# PROBLEM REQUIREMENTS:
Reproduce the data below line for line, without changing a single character.

# EXERCISE INPUTS:
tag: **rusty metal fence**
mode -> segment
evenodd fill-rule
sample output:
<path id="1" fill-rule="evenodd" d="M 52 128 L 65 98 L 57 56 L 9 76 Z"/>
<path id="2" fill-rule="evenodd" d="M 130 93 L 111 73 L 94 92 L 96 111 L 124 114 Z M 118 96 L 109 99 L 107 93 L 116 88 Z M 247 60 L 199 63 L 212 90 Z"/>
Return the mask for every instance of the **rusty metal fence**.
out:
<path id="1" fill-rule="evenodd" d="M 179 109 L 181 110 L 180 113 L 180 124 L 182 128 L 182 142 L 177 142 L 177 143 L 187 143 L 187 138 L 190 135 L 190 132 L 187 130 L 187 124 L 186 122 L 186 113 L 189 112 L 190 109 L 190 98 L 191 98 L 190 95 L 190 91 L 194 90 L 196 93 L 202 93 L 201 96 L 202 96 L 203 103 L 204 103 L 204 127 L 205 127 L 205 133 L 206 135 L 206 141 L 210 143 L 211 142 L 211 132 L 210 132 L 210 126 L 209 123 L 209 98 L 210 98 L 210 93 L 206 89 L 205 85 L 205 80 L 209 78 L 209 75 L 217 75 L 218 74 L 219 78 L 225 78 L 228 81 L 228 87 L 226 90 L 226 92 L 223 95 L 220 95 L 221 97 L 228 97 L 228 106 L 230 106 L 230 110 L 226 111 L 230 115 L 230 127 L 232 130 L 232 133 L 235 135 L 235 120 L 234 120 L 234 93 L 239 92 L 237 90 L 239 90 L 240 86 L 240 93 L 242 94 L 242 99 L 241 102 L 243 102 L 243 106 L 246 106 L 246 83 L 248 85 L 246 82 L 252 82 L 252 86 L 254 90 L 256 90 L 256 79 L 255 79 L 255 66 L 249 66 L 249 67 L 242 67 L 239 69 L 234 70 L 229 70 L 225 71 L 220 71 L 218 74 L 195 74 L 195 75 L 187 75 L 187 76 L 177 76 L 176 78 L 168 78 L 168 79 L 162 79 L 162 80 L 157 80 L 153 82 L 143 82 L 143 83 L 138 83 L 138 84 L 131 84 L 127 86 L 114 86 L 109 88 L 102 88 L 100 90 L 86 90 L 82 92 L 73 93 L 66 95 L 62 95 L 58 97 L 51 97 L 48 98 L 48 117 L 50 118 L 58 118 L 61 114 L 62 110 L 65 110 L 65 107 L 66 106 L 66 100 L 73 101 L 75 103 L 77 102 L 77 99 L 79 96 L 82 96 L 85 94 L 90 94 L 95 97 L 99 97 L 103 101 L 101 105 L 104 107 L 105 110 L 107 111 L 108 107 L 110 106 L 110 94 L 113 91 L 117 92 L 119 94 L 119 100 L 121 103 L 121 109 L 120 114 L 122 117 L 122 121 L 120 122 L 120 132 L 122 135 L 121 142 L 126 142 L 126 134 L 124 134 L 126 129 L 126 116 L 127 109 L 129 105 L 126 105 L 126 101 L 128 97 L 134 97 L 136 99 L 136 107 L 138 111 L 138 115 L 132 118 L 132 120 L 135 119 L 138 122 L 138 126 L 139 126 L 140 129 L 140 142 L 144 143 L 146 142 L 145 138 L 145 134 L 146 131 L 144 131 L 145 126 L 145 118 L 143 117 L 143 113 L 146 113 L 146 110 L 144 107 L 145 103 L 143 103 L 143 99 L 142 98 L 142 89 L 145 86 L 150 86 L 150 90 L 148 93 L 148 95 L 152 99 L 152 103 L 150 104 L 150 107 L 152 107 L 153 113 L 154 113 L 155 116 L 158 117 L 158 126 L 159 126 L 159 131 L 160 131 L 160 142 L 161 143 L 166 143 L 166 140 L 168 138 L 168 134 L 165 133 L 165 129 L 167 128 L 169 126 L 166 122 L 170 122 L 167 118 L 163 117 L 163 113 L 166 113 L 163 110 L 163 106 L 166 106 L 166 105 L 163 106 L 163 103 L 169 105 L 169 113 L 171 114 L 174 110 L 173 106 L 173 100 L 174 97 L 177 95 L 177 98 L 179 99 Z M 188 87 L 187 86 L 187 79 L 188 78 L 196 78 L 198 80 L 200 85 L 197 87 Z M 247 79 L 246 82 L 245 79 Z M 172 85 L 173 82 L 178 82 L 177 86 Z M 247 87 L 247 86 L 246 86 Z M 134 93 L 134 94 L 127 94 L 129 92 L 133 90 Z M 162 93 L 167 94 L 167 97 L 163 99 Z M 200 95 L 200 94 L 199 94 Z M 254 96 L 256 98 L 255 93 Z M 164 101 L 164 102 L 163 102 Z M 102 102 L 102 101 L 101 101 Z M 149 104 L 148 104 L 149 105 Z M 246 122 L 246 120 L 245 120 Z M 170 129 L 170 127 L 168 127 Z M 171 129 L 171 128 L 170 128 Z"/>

# TASK OUTPUT:
tag: **rusty metal fence**
mode -> segment
evenodd fill-rule
sample output:
<path id="1" fill-rule="evenodd" d="M 52 128 L 65 98 L 57 56 L 9 76 Z"/>
<path id="2" fill-rule="evenodd" d="M 130 93 L 111 73 L 94 92 L 96 111 L 124 114 Z M 118 96 L 109 99 L 107 93 L 116 88 Z M 247 60 L 199 63 L 212 90 Z"/>
Return the mask for every instance of the **rusty metal fence**.
out:
<path id="1" fill-rule="evenodd" d="M 179 109 L 181 110 L 180 113 L 180 124 L 182 128 L 182 142 L 177 142 L 177 143 L 187 143 L 187 138 L 190 135 L 190 132 L 187 130 L 187 124 L 186 122 L 186 113 L 189 112 L 190 109 L 190 98 L 191 98 L 190 95 L 190 91 L 194 90 L 196 93 L 202 93 L 201 96 L 202 96 L 203 103 L 204 103 L 204 127 L 205 127 L 205 133 L 206 135 L 206 141 L 210 143 L 211 142 L 211 132 L 210 132 L 210 126 L 209 123 L 209 98 L 210 98 L 210 93 L 206 89 L 205 85 L 205 80 L 209 78 L 209 75 L 217 75 L 218 74 L 219 78 L 225 78 L 228 81 L 228 87 L 226 90 L 226 92 L 223 95 L 220 95 L 221 97 L 228 97 L 228 106 L 230 106 L 230 110 L 226 111 L 230 115 L 230 127 L 232 130 L 232 133 L 235 135 L 235 120 L 234 120 L 234 93 L 239 92 L 237 90 L 239 90 L 240 86 L 240 93 L 242 94 L 242 99 L 241 102 L 243 102 L 243 106 L 246 106 L 246 83 L 248 85 L 246 82 L 252 82 L 252 86 L 254 90 L 256 90 L 256 79 L 255 79 L 255 66 L 249 66 L 249 67 L 242 67 L 239 69 L 234 70 L 229 70 L 225 71 L 220 71 L 218 74 L 195 74 L 195 75 L 187 75 L 187 76 L 177 76 L 176 78 L 168 78 L 168 79 L 162 79 L 162 80 L 157 80 L 153 82 L 143 82 L 143 83 L 138 83 L 138 84 L 131 84 L 127 86 L 114 86 L 109 88 L 102 88 L 100 90 L 86 90 L 82 92 L 73 93 L 66 95 L 62 95 L 58 97 L 51 97 L 48 98 L 48 117 L 50 118 L 58 118 L 61 114 L 62 110 L 65 110 L 65 107 L 66 106 L 66 100 L 73 101 L 75 103 L 77 102 L 77 99 L 79 96 L 82 96 L 85 94 L 90 94 L 95 97 L 99 97 L 103 101 L 101 105 L 104 107 L 105 110 L 107 111 L 108 107 L 110 106 L 110 94 L 113 91 L 117 92 L 119 94 L 119 100 L 121 103 L 121 109 L 120 114 L 122 117 L 122 121 L 120 122 L 120 132 L 122 135 L 121 142 L 126 142 L 126 134 L 124 134 L 126 129 L 126 116 L 127 109 L 129 105 L 126 105 L 126 101 L 128 97 L 134 97 L 136 99 L 136 107 L 138 111 L 138 115 L 132 118 L 132 120 L 135 119 L 138 122 L 138 126 L 139 126 L 140 129 L 140 142 L 144 143 L 146 142 L 145 138 L 145 134 L 146 131 L 144 131 L 145 126 L 145 118 L 143 117 L 143 113 L 146 113 L 146 110 L 144 107 L 145 103 L 143 103 L 143 99 L 142 98 L 142 89 L 145 86 L 150 86 L 150 90 L 148 93 L 148 95 L 152 99 L 152 103 L 150 104 L 150 107 L 152 107 L 153 113 L 154 113 L 155 116 L 158 117 L 158 126 L 159 126 L 159 131 L 160 131 L 160 142 L 161 143 L 166 143 L 166 140 L 168 138 L 168 134 L 165 133 L 165 129 L 167 128 L 169 126 L 166 122 L 170 122 L 167 118 L 163 117 L 163 113 L 166 113 L 163 110 L 163 106 L 166 106 L 166 105 L 163 106 L 163 103 L 169 105 L 169 113 L 171 114 L 174 110 L 173 106 L 173 100 L 174 97 L 177 95 L 177 98 L 179 99 Z M 188 87 L 187 86 L 187 79 L 188 78 L 196 78 L 198 80 L 200 85 L 197 87 Z M 247 79 L 246 82 L 245 79 Z M 172 85 L 173 82 L 178 82 L 177 86 Z M 247 87 L 247 86 L 246 86 Z M 134 93 L 134 94 L 127 94 L 129 92 L 133 90 Z M 162 93 L 167 94 L 167 97 L 163 99 Z M 200 95 L 200 94 L 199 94 Z M 254 96 L 256 98 L 255 93 Z M 164 101 L 164 102 L 163 102 Z M 102 102 L 102 101 L 101 101 Z M 149 104 L 148 104 L 149 105 Z M 246 122 L 246 120 L 245 120 Z M 170 129 L 170 127 L 168 127 Z M 171 129 L 171 128 L 170 128 Z"/>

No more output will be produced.